%%

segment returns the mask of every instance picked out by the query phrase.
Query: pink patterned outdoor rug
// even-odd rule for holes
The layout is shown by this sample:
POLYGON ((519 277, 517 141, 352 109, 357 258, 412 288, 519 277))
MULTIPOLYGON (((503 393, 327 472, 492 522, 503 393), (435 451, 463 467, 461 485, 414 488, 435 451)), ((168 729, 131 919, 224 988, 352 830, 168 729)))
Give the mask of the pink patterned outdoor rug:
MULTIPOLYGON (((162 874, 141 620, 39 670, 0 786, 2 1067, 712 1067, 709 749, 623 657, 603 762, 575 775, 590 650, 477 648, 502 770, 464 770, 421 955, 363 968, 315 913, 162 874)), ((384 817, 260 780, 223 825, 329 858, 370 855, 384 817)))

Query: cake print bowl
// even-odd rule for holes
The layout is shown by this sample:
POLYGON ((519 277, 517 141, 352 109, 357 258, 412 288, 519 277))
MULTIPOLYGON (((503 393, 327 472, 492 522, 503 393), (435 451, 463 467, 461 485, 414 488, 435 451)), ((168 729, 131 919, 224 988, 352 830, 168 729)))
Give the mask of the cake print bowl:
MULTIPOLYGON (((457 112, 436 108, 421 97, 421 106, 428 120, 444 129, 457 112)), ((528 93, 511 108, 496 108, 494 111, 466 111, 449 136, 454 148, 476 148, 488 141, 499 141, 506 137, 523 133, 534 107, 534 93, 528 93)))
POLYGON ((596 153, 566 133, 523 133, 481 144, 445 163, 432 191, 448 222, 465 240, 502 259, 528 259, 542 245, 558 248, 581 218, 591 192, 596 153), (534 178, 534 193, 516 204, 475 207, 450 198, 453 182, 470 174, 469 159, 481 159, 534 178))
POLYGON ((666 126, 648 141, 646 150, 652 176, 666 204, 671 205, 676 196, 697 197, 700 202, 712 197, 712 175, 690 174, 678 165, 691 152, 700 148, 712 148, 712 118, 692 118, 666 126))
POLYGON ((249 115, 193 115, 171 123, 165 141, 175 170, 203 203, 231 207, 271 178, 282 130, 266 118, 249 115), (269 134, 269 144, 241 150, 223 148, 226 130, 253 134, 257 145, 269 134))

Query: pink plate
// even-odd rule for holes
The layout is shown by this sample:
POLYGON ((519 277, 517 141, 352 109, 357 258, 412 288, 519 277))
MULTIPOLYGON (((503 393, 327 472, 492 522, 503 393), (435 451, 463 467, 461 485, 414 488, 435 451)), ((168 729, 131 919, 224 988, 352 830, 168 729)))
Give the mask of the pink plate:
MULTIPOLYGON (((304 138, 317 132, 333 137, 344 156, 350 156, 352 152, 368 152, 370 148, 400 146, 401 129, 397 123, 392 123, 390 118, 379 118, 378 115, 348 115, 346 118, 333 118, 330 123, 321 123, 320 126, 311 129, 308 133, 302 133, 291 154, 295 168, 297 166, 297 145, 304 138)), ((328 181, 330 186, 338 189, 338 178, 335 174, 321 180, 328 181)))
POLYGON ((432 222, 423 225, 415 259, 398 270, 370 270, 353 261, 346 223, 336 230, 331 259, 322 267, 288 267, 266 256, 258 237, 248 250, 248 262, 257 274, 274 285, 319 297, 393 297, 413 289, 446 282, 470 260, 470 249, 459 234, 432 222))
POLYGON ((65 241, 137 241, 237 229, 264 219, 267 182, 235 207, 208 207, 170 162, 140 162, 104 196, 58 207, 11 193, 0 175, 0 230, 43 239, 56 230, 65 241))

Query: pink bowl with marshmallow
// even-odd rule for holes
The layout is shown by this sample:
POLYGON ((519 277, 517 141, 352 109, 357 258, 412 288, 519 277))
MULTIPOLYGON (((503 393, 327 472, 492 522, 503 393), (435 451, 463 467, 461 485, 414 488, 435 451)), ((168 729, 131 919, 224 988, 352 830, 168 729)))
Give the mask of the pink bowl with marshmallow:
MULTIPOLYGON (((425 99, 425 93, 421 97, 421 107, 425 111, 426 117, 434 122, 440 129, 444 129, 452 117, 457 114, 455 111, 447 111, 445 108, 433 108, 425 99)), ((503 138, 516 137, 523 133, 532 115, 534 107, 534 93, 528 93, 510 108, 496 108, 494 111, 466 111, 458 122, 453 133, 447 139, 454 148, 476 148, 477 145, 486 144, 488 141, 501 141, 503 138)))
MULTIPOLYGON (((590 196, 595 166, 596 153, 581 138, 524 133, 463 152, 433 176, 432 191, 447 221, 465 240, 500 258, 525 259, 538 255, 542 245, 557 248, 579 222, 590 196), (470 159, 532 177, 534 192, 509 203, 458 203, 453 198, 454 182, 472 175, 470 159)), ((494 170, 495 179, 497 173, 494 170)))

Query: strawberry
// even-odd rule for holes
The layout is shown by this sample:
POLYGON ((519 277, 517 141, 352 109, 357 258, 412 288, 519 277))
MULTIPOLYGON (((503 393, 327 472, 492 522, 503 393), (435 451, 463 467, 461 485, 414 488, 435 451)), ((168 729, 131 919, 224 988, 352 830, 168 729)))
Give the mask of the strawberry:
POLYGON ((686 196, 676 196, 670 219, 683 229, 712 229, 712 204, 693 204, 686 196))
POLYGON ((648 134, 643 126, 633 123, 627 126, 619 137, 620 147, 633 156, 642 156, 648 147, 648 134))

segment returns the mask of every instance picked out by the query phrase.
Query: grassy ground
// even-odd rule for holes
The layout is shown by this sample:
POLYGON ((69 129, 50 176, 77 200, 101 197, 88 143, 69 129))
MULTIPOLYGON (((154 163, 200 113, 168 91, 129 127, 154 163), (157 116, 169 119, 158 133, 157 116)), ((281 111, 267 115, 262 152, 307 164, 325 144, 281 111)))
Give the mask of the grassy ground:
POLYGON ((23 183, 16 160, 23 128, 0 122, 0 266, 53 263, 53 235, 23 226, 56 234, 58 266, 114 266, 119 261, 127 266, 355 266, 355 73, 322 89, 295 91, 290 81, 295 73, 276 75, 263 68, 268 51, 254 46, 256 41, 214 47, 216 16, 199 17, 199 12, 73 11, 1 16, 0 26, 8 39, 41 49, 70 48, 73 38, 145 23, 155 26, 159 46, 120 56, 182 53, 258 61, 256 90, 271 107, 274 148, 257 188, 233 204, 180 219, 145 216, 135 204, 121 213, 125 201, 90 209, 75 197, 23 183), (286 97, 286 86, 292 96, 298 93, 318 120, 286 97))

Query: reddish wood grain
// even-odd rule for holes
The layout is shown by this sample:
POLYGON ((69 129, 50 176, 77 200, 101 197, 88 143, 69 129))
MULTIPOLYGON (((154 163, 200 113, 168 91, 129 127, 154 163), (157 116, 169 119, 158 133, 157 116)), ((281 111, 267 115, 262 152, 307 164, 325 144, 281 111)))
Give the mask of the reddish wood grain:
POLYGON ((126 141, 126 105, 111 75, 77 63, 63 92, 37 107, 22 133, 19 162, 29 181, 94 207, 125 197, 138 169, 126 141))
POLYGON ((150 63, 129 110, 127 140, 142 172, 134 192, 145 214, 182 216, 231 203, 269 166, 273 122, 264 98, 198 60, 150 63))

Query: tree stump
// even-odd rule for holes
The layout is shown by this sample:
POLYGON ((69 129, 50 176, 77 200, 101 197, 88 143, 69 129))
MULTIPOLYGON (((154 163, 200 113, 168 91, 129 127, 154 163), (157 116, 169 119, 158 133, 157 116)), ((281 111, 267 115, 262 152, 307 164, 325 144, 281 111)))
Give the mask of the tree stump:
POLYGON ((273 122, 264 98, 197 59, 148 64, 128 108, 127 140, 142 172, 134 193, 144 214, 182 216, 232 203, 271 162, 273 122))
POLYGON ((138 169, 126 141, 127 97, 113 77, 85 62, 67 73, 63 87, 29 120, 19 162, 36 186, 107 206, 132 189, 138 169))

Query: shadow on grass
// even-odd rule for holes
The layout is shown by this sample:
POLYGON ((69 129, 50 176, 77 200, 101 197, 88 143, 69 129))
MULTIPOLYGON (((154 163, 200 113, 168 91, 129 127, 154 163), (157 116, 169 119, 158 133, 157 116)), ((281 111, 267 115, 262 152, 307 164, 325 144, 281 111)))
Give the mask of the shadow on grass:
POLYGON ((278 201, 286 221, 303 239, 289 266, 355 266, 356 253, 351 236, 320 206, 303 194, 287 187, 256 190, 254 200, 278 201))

%%

→ Task goal
Reproduce the lines between the line holding "Query: reddish wood grain" and the line holding "POLYGON ((150 63, 129", inclusive, substituting "red wood grain" for every occurrence of "reddish wood grain" and leaving all else unchanged.

→ Answer to this task
Query: red wood grain
// even-odd rule for holes
The layout is shown by this sample:
POLYGON ((69 129, 50 176, 77 200, 101 197, 88 143, 69 129))
MULTIPOLYGON (((154 163, 200 113, 168 91, 129 127, 154 163), (157 116, 169 119, 158 133, 157 116)), ((281 111, 267 115, 262 152, 307 164, 325 144, 281 111)))
Give the mask of the red wood grain:
POLYGON ((126 141, 126 105, 111 75, 77 63, 63 92, 37 107, 22 133, 19 162, 29 181, 94 207, 125 197, 138 169, 126 141))
POLYGON ((150 63, 129 110, 127 140, 142 172, 134 192, 145 214, 182 216, 231 203, 269 166, 273 122, 264 98, 198 60, 150 63))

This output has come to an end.